### Reading text

--- Start ---

# Special Blend Utility jacket



## FreshPowder (Oct 20, 2009)

Im looking at a special bled untility jacket and it looks legit. Has anyone had any experience with this jacket? Whats your guys oppinion on it?


----------



## milner_7 (Feb 14, 2009)

Bought one for this season but have not had a chance to use it yet, Quality is top notch. Lots of pockets. and fit is great. It has a loose fit so lots of room to move and layer. It does not come with a liner but that is great on warmer days so you can remove a layer or 2.


----------



## FreshPowder (Oct 20, 2009)

What size did you get? Whats your specs: hight, weight... No **** btw lol


----------



## john doe (Nov 6, 2009)

Not quit the SB Utility but I just got the SB Control a few weeks back. I really like it and how it fits me but haven't had a chance to use it on snow yet. Here's a picture. http://home.earthlink.net/~zymurgyjwt/snowboarding-gear.jpg I'm 5'7.5" 190lbs with a 40" chest and 49" around the shoulders. With no gloves the sleeves come to the bottom of my pinky finger and the hem comes to the bottom of my ass. The jacket and pants are a large. The pants are SB's also.


----------



## FreshPowder (Oct 20, 2009)

Nice set up. yeah i already have SB pants, bought them this year. My whole problem is that prety much every website that carries this jacket has different specs. lol im 6'2" 160. with a 38" chest.


----------



## john doe (Nov 6, 2009)

In case you're planning on ordering it I took a couple more measurements. The wingspan of the sleeves is 71" and the front zipper measures 32" long. You might need the XL. The snap in connection for the powder skirt to pants is pretty good.


----------



## FreshPowder (Oct 20, 2009)

Hummm... that makes things a little more dificult lol. hopefully theres other people out there with this jacket and their comments will help out some more.


----------



## milner_7 (Feb 14, 2009)

FreshPowder said:


> What size did you get? Whats your specs: hight, weight... No **** btw lol


Mines a medium. I am 5'6" stalky build. 160 lbs. like I said lots of room to layer.


----------



## FreshPowder (Oct 20, 2009)

Well i think im going to go with a large. So if it doesnt fit i guess you all will be seeing it on here. lol thanks for the input.


----------



## FLuiD (Jul 6, 2009)

I have one in black. It's decent. Not as nice as some of my Volcom or 686 stuff but does the job. My gripe is the black one has a nasty purple liner, ewww. BTW, you may wanna search the forum too as this jacket has been covered a few times now!


----------



## FreshPowder (Oct 20, 2009)

Being fairly new to this site.. is there a quicker way to search the forum without going page by page? or point me in the directin that it maybe located. thanks


----------



## FLuiD (Jul 6, 2009)

Not a problem!!! http://www.snowboardingforum.com/search.php


----------



## FreshPowder (Oct 20, 2009)

Thanks man. Didnt help to much. Just talked about how everyone loves SB and that jacket. Nothing on sizes tho really.


----------

--- End ---

### Written problem 1
In the jacket thread, what color is the liner of FLuiD's black jacket?
### Written problem 2
Copy the jacket thread word for word, starting with "Not quit the" and going on through "are SB's also.".
Nothing here depends on the listing.

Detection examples
--- Start ---

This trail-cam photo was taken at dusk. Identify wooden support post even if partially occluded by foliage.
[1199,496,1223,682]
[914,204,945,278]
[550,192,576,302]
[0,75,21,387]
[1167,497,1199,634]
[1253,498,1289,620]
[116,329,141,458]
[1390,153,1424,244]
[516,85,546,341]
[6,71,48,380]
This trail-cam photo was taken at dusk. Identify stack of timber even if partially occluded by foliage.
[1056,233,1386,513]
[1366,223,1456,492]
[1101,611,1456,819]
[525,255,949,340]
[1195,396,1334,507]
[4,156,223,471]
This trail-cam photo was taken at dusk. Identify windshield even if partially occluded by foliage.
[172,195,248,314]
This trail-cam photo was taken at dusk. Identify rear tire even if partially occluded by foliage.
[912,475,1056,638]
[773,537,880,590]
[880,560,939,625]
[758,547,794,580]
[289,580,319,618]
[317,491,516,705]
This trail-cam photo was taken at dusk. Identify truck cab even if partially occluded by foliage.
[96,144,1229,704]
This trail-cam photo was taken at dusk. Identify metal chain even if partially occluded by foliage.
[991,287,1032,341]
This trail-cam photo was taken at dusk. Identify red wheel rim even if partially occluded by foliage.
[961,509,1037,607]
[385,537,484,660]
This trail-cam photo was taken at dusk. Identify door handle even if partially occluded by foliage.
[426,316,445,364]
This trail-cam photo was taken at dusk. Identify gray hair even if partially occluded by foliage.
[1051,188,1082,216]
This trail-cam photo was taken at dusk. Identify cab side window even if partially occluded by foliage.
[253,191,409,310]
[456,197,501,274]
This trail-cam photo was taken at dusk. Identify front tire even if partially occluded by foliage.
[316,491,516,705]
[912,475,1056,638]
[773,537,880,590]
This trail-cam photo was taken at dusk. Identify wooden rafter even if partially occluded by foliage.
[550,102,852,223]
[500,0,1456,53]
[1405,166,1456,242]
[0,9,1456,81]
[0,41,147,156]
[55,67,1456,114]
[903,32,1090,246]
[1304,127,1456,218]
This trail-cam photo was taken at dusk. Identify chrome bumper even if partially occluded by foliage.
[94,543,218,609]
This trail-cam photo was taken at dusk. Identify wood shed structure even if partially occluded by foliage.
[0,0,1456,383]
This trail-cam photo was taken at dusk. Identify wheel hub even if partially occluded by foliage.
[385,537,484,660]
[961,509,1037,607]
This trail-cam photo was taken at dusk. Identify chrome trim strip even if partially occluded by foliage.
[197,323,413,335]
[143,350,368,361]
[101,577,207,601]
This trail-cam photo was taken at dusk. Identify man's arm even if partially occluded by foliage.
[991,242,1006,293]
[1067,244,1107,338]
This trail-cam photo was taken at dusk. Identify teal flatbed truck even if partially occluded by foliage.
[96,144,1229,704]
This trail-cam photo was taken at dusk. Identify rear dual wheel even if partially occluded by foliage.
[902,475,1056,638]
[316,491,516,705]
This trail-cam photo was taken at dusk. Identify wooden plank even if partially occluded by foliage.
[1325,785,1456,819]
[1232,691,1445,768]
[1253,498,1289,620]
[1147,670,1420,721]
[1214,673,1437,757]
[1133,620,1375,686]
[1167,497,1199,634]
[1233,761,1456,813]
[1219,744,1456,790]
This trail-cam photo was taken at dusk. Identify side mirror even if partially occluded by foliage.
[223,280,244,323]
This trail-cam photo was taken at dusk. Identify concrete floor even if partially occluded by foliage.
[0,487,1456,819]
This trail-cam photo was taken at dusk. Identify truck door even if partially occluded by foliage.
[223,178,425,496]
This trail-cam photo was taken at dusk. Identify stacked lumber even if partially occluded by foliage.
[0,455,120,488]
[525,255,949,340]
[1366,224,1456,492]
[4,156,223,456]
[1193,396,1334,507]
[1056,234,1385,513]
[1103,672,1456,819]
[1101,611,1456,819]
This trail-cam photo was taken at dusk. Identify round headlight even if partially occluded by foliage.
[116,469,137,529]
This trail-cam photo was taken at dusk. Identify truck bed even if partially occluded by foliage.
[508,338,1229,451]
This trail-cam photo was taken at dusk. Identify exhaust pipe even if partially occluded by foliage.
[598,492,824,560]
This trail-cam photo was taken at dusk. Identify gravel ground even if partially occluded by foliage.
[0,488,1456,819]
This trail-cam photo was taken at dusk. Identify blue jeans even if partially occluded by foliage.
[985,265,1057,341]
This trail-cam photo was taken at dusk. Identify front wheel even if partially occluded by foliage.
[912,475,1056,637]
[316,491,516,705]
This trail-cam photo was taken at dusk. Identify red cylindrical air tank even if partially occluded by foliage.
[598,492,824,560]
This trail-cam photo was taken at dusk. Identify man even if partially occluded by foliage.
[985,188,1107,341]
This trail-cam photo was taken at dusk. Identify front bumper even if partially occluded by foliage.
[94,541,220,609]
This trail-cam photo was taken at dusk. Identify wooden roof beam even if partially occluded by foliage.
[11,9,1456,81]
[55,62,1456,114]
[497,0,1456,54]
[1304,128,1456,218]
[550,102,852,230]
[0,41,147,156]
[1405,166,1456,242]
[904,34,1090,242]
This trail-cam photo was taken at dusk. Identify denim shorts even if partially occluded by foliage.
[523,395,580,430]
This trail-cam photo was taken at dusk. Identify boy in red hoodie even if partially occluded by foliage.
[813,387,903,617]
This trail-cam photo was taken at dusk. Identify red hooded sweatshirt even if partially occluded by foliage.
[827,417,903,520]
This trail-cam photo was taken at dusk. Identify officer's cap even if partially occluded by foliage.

--- End ---

### Right answer 1
Purple.

### Right answer 2
Not quit the SB Utility but I just got the SB Control a few weeks back. I really like it and how it fits me but haven't had a chance to use it on snow yet. Here's a picture. http://home.earthlink.net/~zymurgyjwt/snowboarding-gear.jpg I'm 5'7.5" 190lbs with a 40" chest and 49" around the shoulders. With no gloves the sleeves come to the bottom of my pinky finger and the hem comes to the bottom of my ass. The jacket and pants are a large. The pants are SB's also.